Activity. Each of the lines below must be restated exactly.

Supplied information.
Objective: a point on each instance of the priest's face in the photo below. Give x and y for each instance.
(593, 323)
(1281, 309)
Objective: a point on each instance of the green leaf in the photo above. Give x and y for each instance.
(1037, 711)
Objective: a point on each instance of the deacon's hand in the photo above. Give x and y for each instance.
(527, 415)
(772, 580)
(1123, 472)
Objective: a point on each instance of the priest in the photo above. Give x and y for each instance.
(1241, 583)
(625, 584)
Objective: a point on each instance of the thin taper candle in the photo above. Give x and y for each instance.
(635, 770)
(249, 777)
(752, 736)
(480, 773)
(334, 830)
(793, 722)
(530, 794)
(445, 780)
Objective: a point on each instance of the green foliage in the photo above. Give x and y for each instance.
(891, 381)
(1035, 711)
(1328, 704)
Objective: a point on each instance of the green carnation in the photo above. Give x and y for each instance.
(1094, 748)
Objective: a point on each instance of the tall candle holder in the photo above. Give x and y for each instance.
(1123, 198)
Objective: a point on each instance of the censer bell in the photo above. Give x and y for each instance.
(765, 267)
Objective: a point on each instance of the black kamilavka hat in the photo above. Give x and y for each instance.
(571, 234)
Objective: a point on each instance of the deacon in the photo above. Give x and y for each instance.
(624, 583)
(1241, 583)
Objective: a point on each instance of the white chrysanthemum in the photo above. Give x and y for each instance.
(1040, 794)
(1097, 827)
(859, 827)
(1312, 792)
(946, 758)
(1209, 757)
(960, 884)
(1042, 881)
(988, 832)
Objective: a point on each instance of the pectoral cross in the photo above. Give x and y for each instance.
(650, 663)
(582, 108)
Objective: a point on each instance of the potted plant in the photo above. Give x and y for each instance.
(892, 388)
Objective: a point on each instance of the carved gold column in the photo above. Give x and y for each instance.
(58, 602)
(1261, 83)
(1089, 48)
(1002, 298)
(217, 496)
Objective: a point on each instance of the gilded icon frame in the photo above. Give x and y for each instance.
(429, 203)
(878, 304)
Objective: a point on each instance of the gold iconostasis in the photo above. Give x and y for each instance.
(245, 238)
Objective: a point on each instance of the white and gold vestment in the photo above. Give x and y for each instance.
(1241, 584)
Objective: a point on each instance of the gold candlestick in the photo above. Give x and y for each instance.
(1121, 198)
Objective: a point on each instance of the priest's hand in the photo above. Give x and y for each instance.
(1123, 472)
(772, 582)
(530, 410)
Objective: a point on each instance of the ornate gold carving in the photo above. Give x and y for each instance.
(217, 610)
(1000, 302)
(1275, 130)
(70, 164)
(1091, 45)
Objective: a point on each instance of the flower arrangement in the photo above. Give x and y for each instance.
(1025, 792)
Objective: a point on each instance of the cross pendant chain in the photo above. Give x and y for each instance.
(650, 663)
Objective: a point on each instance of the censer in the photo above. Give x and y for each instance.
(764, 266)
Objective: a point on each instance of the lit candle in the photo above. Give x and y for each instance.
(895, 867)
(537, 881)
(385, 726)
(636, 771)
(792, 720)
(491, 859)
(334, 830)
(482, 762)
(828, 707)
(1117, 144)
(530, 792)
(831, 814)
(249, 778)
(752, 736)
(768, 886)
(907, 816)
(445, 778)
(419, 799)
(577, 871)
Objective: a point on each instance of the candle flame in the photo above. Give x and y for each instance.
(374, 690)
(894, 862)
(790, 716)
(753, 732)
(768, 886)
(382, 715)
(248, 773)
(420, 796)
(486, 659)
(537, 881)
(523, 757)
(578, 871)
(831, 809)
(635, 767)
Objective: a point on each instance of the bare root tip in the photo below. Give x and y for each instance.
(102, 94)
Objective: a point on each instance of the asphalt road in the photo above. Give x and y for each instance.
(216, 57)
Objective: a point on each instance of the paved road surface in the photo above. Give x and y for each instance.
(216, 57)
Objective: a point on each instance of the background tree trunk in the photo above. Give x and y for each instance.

Answer space.
Objective: a point on each instance of the priest's face in the photo below. Give x and y for each instance.
(593, 323)
(1281, 309)
Objective: a point on each instance of the green leaf in the photo above. Give x and y for each instance.
(1037, 711)
Objective: a point on each instance of the deacon's hand in the photo above. Give x and y for each instance.
(527, 415)
(772, 580)
(1123, 472)
Objective: a point on each instance of the priest in the photo above. Give x and y for each instance.
(1241, 583)
(625, 584)
Objective: a point on each instance of the thin taper candle in the photo above. Give x and y for each instance.
(635, 770)
(249, 777)
(752, 736)
(480, 773)
(334, 830)
(793, 722)
(530, 794)
(445, 780)
Objective: a point on each instance of the green foliage in the photo above. Give x and y for each instance.
(891, 381)
(1035, 711)
(1328, 704)
Objective: a point on each instance of the green carnation in the photo above. Give x and y for each instance.
(1094, 748)
Objective: a point on each instance of the tall candle holder in the photo above. Give x and y for each instance.
(1123, 198)
Objective: a point on each instance of the censer bell in the photo above. Give x and y for each instance.
(765, 267)
Objective: a point on each instance of the black kamilavka hat in the photo above. Give x and y for each instance.
(571, 234)
Objective: a point on each instance of the deacon in the photo above. Give x and y for each instance.
(624, 583)
(1241, 583)
Objective: a point on each instance of the white chrysanthemum in the photo above. Give x and y for each instance.
(1040, 794)
(1097, 827)
(859, 827)
(1312, 792)
(946, 758)
(1209, 757)
(960, 884)
(1042, 881)
(988, 832)
Objective: a point on each instance of the pectoral cross in the photo above. Give x and y for each instance.
(650, 663)
(582, 108)
Objective: a point on each instance of the potted plant in the photo above. Give x and y for each instance.
(892, 388)
Objective: a point on each instance of the carved gold column in the photo above. Give x and y for each instance.
(58, 602)
(1261, 83)
(1089, 48)
(1002, 298)
(217, 496)
Objective: a point on each instance of the gilded icon frame in the photo above. Give x and y for each instance.
(429, 203)
(878, 304)
Objective: a point on each instance of the gold iconostasis in the photo above. Give x and y for each instance.
(245, 238)
Objective: a point on each instance of the white and gold vestment in the photo above. Give x and y for each instance.
(1241, 584)
Objective: a point on each instance of the gold candlestick in the photo above. Give x and y for each instance.
(1121, 198)
Objective: a point on each instance of the priest's hand in the photo above. Give x and y for each instance.
(1123, 472)
(772, 582)
(530, 410)
Objective: a point on each instance of the ornate gold carving in the photo above. Give x and y for each instance.
(217, 610)
(1000, 302)
(1275, 130)
(70, 164)
(1091, 45)
Objective: a point on each instance of the flower arrangement in the photo above. Give x and y for each instance.
(1025, 792)
Objective: a point on each instance of the cross pendant chain in the photo above. Give x and y for each instance.
(650, 663)
Objective: a point on each instance of the censer in the photo above. Give x and y for each instance.
(764, 266)
Objective: a point on each instance of the lit candle in the photo above. Give x and y for each instance.
(895, 867)
(537, 881)
(385, 726)
(636, 771)
(792, 720)
(491, 859)
(334, 830)
(482, 762)
(828, 707)
(1117, 144)
(530, 792)
(831, 814)
(249, 778)
(752, 736)
(768, 886)
(907, 816)
(445, 778)
(419, 799)
(577, 871)
Objective: a point on each instance of the candle flame in the photo above. Give x and y for each instance.
(374, 690)
(894, 862)
(790, 716)
(753, 732)
(768, 886)
(382, 715)
(248, 773)
(420, 796)
(486, 659)
(537, 881)
(523, 757)
(578, 871)
(831, 809)
(635, 767)
Objective: a point on each instance of the bare root tip in the photo below. Give x and y for each instance.
(102, 94)
Objective: a point on each instance of the asphalt road in the photo above. Give x and y for each instance.
(216, 57)
Objective: a point on each instance of the paved road surface in the photo above. Give x and y for each instance.
(216, 57)
Objective: a point on each instance of the background tree trunk in the photo above. Give x and y for each instance.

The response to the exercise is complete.